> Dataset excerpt

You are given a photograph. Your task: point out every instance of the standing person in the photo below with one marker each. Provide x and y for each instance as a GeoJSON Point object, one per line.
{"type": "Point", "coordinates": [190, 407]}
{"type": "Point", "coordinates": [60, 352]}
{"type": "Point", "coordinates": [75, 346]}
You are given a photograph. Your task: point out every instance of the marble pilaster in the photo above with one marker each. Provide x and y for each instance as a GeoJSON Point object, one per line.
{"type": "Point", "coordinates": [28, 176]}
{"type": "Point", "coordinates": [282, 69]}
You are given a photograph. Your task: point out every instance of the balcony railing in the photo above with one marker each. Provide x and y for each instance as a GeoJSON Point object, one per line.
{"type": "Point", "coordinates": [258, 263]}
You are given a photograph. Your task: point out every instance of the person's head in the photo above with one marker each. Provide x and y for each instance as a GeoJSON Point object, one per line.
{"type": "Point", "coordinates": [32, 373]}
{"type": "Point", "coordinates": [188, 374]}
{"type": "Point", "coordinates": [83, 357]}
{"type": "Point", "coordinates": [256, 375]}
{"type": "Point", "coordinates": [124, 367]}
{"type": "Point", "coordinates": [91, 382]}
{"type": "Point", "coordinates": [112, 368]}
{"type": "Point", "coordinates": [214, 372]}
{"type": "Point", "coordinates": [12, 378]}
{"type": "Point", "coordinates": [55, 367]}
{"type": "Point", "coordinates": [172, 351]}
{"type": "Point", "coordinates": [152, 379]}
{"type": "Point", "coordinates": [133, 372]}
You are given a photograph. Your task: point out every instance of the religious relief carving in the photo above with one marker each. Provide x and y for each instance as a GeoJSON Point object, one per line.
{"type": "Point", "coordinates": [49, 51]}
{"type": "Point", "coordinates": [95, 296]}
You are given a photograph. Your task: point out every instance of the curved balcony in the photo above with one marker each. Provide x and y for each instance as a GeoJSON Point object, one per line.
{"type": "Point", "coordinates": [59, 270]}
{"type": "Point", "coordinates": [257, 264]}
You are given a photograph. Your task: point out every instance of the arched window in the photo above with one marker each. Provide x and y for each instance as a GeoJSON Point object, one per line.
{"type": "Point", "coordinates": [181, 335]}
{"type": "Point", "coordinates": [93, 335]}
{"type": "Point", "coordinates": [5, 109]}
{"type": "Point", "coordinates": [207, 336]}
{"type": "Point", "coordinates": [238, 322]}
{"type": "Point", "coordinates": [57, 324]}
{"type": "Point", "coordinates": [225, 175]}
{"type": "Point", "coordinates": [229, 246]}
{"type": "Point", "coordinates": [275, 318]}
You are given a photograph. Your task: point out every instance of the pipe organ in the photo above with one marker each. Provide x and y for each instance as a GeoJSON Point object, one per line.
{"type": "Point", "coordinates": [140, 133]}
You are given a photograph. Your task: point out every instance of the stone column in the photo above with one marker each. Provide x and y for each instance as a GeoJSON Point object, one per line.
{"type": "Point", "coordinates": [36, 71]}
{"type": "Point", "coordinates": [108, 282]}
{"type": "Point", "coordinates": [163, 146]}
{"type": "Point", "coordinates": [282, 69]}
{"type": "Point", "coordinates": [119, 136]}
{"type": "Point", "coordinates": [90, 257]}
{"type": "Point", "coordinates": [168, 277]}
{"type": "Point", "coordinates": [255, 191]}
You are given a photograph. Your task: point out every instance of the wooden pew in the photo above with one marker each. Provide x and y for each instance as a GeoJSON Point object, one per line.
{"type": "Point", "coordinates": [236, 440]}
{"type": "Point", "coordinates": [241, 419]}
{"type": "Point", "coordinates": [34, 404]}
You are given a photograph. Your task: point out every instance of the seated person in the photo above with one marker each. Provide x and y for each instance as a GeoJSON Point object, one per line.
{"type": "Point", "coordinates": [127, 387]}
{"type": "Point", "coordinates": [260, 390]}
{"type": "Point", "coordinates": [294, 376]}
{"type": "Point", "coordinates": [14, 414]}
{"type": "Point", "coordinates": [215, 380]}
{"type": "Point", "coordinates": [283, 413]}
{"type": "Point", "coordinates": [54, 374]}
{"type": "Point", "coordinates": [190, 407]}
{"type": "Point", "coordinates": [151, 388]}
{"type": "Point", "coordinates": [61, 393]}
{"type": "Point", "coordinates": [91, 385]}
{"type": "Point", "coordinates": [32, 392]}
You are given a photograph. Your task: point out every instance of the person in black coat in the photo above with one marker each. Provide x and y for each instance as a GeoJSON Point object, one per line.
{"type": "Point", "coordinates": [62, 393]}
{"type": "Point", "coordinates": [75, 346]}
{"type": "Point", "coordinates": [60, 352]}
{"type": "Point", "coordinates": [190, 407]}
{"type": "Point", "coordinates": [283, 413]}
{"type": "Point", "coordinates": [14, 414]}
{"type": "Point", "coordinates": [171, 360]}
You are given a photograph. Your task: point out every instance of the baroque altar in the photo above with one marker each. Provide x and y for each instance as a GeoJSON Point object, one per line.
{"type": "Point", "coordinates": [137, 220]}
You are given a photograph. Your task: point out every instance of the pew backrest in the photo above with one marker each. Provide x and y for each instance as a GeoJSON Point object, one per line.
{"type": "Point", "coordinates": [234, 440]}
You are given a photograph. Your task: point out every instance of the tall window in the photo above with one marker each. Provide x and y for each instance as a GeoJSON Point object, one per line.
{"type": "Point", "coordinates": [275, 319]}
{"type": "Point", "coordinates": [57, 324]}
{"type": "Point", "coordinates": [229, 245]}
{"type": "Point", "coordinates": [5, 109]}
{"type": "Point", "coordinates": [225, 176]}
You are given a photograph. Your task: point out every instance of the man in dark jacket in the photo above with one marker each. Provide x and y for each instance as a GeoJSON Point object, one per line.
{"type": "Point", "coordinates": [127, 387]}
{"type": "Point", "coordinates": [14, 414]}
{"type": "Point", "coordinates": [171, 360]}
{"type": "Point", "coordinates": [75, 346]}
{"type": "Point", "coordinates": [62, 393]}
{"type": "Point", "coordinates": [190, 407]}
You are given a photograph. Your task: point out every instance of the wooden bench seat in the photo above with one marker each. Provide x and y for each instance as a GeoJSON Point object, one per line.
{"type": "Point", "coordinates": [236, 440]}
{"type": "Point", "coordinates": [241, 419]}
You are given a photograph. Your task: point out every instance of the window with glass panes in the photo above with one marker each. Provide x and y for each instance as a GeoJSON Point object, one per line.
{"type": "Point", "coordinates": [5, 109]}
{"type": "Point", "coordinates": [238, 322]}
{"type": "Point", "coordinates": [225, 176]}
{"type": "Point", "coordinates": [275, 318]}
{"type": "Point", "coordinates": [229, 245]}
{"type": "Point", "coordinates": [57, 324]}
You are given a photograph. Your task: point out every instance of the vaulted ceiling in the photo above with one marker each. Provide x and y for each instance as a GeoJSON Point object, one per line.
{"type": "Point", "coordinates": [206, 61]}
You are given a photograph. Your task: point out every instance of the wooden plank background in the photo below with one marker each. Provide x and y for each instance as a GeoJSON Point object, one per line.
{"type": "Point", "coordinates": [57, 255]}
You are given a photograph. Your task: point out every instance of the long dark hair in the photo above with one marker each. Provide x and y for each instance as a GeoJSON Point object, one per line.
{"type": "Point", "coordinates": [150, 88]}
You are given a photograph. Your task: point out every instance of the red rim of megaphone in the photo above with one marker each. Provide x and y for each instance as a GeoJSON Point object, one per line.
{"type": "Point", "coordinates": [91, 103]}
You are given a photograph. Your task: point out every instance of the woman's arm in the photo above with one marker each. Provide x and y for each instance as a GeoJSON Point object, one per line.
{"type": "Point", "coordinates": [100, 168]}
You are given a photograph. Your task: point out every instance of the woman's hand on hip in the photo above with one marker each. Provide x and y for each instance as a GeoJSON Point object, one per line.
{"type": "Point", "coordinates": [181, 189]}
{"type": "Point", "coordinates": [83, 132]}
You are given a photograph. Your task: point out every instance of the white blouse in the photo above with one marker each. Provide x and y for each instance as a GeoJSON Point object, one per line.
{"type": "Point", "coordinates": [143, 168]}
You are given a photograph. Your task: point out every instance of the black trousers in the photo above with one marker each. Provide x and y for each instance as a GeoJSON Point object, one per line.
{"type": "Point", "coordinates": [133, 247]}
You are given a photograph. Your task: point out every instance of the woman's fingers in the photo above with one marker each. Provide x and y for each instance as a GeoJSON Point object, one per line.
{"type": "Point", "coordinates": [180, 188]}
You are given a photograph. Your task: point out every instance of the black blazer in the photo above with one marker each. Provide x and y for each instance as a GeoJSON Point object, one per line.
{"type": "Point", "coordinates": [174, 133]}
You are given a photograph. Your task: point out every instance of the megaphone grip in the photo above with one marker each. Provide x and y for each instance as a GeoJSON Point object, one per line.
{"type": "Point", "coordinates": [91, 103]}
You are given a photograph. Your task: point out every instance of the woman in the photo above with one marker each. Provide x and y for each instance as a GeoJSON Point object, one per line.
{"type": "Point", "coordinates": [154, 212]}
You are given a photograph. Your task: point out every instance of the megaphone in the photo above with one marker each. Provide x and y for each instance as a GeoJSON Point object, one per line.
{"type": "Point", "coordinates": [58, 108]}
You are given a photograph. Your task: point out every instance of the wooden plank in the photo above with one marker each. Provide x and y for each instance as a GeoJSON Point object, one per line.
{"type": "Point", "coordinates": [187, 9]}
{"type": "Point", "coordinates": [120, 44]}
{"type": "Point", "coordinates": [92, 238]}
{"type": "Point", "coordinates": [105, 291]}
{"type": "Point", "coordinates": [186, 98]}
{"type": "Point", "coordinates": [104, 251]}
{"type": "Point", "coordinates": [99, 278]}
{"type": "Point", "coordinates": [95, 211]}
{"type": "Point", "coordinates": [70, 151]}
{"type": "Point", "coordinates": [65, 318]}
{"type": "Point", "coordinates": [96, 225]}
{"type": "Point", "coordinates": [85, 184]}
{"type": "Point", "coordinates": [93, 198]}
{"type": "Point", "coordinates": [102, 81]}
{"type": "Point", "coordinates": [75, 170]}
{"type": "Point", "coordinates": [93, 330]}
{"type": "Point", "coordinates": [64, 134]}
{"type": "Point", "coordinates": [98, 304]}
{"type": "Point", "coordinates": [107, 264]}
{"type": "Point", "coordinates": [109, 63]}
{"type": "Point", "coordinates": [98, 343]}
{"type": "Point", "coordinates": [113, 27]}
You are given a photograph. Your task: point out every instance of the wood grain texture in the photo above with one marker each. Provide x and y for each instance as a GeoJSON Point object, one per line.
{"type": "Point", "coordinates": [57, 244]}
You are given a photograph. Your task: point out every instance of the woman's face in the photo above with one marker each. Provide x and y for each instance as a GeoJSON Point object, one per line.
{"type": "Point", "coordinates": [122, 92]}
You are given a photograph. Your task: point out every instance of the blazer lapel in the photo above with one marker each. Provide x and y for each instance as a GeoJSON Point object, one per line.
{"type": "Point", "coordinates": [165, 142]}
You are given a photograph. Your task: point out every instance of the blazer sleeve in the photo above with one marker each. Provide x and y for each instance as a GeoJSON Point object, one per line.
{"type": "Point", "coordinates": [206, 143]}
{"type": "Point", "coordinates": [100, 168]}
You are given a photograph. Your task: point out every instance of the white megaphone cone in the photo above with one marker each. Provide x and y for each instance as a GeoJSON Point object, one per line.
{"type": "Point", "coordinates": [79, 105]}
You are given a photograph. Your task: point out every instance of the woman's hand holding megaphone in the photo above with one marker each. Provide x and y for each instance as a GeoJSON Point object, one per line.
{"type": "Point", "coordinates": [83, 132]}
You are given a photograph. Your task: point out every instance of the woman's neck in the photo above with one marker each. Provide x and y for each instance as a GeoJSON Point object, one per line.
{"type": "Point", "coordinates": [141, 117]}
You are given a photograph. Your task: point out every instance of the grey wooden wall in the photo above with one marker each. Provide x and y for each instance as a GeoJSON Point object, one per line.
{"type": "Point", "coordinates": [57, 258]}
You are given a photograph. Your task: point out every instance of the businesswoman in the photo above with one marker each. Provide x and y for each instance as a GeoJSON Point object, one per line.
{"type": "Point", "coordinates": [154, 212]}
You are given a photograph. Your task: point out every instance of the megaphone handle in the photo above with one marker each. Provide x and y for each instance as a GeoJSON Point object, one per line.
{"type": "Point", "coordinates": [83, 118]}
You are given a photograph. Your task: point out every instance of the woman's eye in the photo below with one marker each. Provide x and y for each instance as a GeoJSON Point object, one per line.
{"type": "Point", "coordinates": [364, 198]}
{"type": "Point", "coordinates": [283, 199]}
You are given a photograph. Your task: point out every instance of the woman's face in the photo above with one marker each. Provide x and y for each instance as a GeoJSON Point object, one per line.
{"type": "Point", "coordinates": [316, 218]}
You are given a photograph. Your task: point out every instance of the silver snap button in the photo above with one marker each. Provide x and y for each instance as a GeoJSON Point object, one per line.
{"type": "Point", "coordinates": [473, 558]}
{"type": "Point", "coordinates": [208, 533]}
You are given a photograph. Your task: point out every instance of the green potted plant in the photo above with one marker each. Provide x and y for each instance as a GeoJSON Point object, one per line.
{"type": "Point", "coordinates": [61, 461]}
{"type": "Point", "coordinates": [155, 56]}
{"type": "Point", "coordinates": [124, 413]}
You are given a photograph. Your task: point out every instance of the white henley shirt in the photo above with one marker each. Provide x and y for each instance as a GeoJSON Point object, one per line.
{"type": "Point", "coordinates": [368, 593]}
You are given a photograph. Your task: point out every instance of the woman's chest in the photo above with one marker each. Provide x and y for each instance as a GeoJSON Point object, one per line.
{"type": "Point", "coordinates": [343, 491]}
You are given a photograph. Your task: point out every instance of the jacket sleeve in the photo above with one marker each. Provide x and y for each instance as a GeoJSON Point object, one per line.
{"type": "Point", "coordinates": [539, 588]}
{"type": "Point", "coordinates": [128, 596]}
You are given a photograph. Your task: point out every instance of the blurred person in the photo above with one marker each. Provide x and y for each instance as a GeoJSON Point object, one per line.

> Short problem
Repeat exactly the lines from the line containing "of the jacket" through the last line of the records above, including both, and nothing else.

> Written response
You are given a photograph. Your task: point out every instance of the jacket sleeve in the photo above with one marker each. Provide x and y for each instance as a GeoJSON Point object, one per line.
{"type": "Point", "coordinates": [539, 588]}
{"type": "Point", "coordinates": [128, 596]}
You are given a photograph. Your task: point out every instance of the blurred person in the photo above with one marker each. Provide x and y for each instance as a GeoJSON Point object, one per line.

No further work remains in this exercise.